# Page text:
· · · · · · ·

The Company’s sales have tended to be concentrated among a limited number of major club companies, thus making the Company’s results of operations dependent on those customers, their continued willingness to purchase a significant portion of their shafts from the Company, and their success in selling clubs containing the Company’s shafts to their customers. In 2000, sales to Callaway Golf, Ping and TaylorMade represented 21%, 19% and 15% of the Company’s net sales, respectively, and the Company anticipates that these companies will continue, collectively, to represent the largest portion of its sales in 2001. Although it is generally difficult to predict in advance the success of any particular club or of any particular manufacturer, the Company believes that it is protected to some extent from normal periodic fluctuations in sales among the various golf club companies by virtue of the broad range of its club manufacturer customers.
Golf club companies regularly introduce new clubs, frequently containing innovations in design. Sometimes these new clubs achieve dramatic success in the marketplace, thus increasing the overall volatility of club sales among the major companies. While the Company seeks to have its shafts represented on as many major product introductions as possible, it can provide no assurance that its shafts will be included in any particular “hot” club or that sales of a “hot” club that does not include the Company’s shafts will not have a negative impact on the sales of those clubs that do.

· · · · · · ·

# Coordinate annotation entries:

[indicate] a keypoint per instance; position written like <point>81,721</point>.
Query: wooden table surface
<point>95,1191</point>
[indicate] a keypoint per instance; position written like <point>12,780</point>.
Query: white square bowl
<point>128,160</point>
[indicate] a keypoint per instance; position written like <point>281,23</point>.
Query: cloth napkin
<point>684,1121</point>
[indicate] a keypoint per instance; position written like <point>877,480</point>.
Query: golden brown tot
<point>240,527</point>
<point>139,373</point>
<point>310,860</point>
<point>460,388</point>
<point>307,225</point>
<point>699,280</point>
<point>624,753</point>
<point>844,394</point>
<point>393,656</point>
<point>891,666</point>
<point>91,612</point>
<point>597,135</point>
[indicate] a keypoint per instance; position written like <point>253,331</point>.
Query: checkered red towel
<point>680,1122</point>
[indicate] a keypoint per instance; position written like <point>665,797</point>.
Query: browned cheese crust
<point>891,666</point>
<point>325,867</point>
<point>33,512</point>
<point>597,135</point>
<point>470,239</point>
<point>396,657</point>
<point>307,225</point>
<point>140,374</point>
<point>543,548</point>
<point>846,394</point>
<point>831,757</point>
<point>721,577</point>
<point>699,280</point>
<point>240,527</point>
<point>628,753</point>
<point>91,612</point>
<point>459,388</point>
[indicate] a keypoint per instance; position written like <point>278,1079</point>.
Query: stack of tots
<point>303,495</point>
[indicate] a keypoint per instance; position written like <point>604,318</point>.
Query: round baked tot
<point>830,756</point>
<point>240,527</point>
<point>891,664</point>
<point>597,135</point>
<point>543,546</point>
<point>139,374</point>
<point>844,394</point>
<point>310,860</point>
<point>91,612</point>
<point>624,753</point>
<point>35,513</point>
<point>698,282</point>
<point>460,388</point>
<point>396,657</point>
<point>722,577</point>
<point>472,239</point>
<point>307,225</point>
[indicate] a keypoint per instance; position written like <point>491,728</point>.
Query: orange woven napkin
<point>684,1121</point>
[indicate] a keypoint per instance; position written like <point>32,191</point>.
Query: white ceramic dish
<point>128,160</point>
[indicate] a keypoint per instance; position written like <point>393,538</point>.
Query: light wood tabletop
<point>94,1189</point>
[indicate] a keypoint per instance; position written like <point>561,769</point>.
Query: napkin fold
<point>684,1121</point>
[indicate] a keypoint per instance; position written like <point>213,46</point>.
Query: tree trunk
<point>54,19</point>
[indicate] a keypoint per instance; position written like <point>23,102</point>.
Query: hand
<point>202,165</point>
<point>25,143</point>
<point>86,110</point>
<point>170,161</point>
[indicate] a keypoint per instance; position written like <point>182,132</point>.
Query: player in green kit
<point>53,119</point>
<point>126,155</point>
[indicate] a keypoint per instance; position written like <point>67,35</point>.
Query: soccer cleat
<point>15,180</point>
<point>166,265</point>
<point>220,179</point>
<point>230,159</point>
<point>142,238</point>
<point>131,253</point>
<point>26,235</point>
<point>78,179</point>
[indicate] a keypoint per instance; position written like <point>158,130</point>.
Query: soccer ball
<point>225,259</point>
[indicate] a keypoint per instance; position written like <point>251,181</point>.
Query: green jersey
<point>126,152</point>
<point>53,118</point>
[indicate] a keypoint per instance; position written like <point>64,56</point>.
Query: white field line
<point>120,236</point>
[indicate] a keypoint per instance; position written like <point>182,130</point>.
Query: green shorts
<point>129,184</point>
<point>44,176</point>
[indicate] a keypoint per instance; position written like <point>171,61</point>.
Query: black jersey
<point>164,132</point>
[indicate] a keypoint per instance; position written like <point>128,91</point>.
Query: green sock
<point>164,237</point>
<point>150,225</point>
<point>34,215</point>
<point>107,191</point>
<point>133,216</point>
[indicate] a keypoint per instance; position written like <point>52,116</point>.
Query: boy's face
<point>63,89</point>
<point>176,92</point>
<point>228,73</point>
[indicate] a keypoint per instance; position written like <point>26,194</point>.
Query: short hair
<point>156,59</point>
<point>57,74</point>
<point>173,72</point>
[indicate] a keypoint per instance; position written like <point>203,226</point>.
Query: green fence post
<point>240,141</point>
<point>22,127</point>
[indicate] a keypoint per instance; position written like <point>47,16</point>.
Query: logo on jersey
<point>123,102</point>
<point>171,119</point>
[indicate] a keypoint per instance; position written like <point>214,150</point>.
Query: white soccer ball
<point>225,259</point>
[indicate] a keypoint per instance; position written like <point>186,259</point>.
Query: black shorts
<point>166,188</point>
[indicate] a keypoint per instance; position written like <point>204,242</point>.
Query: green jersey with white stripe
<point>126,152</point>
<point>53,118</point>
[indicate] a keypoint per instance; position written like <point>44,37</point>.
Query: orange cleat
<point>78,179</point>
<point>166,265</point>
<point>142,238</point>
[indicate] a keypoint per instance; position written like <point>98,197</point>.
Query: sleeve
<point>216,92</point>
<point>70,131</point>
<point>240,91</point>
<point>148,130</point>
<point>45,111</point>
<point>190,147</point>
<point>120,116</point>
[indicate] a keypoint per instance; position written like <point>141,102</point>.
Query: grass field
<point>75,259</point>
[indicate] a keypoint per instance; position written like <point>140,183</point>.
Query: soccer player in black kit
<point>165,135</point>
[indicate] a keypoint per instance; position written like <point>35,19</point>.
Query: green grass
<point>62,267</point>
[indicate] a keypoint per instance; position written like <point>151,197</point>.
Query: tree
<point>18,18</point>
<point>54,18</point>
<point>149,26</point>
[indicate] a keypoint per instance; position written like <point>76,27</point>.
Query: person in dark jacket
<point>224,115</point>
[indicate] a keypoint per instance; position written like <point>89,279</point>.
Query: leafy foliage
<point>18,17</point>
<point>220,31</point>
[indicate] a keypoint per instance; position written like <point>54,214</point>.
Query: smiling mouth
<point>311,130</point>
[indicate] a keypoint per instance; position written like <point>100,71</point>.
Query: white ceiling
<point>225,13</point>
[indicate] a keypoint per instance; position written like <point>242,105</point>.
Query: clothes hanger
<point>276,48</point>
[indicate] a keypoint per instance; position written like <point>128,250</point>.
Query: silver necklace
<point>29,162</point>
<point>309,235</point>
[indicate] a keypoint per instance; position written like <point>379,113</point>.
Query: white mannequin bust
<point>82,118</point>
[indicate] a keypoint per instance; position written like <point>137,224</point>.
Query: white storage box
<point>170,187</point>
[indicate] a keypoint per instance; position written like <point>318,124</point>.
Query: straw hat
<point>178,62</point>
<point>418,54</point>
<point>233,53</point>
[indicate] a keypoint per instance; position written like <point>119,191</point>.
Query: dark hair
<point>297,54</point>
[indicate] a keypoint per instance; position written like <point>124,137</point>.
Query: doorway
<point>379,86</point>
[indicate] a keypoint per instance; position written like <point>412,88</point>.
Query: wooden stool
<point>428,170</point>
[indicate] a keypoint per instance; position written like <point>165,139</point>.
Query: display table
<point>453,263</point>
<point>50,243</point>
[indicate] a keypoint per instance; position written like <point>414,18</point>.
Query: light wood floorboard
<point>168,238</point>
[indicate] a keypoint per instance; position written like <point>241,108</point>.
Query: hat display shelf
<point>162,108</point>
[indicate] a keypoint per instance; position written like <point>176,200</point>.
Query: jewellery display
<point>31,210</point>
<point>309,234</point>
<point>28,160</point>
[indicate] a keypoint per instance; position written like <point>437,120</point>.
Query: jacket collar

· · · · · · ·

# Set exercise:
Reproduce the part of the text on golf shaft sales, starting with "Golf club companies regularly" and going on through "clubs that do.".

# The response:
Golf club companies regularly introduce new clubs, frequently containing innovations in design. Sometimes these new clubs achieve dramatic success in the marketplace, thus increasing the overall volatility of club sales among the major companies. While the Company seeks to have its shafts represented on as many major product introductions as possible, it can provide no assurance that its shafts will be included in any particular “hot” club or that sales of a “hot” club that does not include the Company’s shafts will not have a negative impact on the sales of those clubs that do.